- _Requirement_:
Rewrite the records, switching each occurrence of "white shirt" to "dark jacket" and leaving everything else unchanged.

- _Rows_:
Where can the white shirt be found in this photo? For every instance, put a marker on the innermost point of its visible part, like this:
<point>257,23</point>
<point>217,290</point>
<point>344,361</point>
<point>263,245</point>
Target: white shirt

- _Solution for this exercise_:
Where can the dark jacket be found in this photo? For every instance, put a marker on the innermost point of its visible part, like this:
<point>257,23</point>
<point>217,290</point>
<point>344,361</point>
<point>263,245</point>
Target: dark jacket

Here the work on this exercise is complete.